→ **What you should do**:
Exactly repeat the line that contains "Reviewer note: check that each instance of the blonde", then every line after it up to and including the final line.

→ **Information given**:
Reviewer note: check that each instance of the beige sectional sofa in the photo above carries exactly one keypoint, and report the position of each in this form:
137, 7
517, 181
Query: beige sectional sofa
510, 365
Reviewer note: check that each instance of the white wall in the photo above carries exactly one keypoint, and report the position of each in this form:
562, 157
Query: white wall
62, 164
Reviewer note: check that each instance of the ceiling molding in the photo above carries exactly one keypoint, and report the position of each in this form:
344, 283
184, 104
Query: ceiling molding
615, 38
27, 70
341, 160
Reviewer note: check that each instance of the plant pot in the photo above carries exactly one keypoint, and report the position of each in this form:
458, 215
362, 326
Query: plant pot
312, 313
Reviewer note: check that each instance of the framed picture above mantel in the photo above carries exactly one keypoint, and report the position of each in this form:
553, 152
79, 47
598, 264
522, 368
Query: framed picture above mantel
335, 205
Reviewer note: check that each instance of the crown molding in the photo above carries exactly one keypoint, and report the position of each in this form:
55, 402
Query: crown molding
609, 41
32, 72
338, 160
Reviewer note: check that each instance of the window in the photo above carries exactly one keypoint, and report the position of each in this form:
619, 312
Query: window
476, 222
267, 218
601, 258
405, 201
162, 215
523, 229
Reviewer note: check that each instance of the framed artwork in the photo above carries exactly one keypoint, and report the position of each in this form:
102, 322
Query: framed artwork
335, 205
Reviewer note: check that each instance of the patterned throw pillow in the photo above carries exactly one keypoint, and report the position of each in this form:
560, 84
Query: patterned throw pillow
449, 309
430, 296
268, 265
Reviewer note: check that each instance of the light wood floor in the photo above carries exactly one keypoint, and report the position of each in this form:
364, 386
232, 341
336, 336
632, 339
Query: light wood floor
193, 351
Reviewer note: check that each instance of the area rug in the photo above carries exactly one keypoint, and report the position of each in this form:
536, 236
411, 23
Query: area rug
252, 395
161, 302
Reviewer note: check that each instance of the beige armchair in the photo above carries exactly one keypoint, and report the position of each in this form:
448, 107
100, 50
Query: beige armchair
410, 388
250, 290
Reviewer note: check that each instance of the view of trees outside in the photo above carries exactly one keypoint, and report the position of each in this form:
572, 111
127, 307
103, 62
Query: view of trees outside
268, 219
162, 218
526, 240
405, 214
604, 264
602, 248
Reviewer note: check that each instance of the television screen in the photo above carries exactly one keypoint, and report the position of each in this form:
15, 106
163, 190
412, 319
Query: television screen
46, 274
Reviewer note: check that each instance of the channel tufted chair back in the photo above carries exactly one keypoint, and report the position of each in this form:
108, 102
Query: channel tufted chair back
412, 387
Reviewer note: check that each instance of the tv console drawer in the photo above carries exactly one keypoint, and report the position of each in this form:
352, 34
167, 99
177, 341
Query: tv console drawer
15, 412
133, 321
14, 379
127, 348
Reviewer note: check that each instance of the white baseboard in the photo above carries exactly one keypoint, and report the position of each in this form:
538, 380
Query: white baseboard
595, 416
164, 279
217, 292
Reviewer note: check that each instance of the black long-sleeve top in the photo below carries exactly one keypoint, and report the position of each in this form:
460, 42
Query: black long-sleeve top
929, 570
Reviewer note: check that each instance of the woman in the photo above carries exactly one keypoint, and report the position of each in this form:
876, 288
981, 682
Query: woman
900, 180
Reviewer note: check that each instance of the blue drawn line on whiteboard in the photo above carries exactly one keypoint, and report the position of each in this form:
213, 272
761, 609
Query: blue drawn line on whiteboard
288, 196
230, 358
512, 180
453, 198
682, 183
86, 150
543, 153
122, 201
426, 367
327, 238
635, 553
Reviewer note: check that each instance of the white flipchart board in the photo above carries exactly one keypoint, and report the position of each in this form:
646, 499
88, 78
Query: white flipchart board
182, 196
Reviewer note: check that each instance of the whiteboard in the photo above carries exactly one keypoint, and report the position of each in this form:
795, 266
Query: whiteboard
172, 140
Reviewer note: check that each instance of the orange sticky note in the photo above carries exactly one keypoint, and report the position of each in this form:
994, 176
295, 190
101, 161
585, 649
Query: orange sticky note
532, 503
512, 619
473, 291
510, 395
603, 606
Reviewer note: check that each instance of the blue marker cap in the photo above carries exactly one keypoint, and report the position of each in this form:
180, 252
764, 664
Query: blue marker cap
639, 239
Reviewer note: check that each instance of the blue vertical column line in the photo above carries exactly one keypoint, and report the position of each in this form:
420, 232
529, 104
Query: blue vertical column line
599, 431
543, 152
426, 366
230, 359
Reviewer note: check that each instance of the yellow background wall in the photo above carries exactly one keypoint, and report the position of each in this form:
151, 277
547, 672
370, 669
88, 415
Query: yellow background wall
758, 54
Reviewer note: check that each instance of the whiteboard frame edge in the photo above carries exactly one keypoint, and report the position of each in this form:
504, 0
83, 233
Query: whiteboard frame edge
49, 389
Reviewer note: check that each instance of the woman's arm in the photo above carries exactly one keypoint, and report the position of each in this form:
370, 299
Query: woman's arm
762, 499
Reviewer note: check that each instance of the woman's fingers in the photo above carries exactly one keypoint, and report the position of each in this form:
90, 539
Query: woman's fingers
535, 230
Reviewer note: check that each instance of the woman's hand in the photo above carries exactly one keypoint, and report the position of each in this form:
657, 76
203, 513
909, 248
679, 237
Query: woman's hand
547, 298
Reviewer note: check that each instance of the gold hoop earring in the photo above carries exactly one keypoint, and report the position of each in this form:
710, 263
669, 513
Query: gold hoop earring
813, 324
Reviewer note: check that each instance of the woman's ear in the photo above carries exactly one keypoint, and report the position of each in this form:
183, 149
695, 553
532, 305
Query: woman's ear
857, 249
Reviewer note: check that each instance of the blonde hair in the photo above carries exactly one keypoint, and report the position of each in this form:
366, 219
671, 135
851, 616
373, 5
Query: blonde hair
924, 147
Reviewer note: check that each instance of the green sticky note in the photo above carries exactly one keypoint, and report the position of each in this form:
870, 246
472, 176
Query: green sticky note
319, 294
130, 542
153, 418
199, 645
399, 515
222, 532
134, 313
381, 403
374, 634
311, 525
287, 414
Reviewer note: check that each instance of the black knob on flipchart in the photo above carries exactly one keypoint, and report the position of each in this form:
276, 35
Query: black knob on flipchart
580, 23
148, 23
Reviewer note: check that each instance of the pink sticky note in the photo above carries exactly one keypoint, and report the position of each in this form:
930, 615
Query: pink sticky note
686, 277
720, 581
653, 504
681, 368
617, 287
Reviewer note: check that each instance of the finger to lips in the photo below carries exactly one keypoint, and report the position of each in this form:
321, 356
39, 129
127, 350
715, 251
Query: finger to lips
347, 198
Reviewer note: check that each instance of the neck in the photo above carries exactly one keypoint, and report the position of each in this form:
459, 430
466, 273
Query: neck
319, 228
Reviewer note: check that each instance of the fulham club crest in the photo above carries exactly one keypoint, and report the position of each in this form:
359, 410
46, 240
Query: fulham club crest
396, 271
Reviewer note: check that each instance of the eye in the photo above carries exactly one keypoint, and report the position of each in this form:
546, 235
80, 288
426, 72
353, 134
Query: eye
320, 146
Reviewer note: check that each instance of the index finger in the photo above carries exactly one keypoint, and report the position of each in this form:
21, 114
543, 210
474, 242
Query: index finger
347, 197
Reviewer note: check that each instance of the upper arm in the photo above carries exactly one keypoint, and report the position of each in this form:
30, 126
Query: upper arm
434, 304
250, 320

→ **Result of this exercise**:
Reviewer note: check that each instance of the blonde hair in the photo above carries exactly one keypoint, and report the position of each in this form:
366, 219
671, 135
851, 616
373, 5
Query: blonde hair
924, 147
Reviewer note: check that each instance of the green sticky note in the photo above carries exactly one keypoint, and report the position of each in this form:
870, 246
472, 176
Query: green sticky note
319, 294
130, 542
153, 418
199, 645
399, 515
222, 532
134, 313
381, 403
374, 634
311, 525
287, 414
Reviewer note: check that each instance of the black knob on flipchart in the photo above carries exactly one keypoint, and report the position of each in this form:
276, 35
Query: black knob on flipchart
580, 23
148, 23
Reviewer note: check that each instance of the pink sticky note in the photo above carries exactly one keypoint, and report the position of each in this form:
930, 615
Query: pink sticky note
686, 277
720, 581
653, 504
681, 368
617, 287
Reviewer note: check that each instance of the finger to lips in the photo below carries exactly one keypoint, and report the position of each in this form:
321, 356
39, 129
127, 350
715, 251
Query: finger to lips
347, 198
Reviewer note: check that each instance of the neck in the photo above carries exactly one keypoint, and report the position of each in this form:
459, 430
466, 273
Query: neck
319, 228
Reviewer note: check that each instance of the fulham club crest in the photo above carries exactly one keypoint, and report the position of each in this form:
359, 410
46, 240
Query: fulham club crest
396, 271
Reviewer note: check that each instance of the eye in the photo above carries exactly one keypoint, and report the position of each in this form:
546, 235
80, 288
426, 72
353, 134
Query: eye
320, 146
Reviewer note: check that each instance of the index finger in the photo above carries exactly one keypoint, and report the position of each in this form:
21, 114
543, 210
474, 242
Query: index finger
347, 197
Reviewer note: check that each instance of the upper arm in the photo above carries exactly one keypoint, and report the position of each in this form:
30, 126
Query: upper arm
434, 304
250, 320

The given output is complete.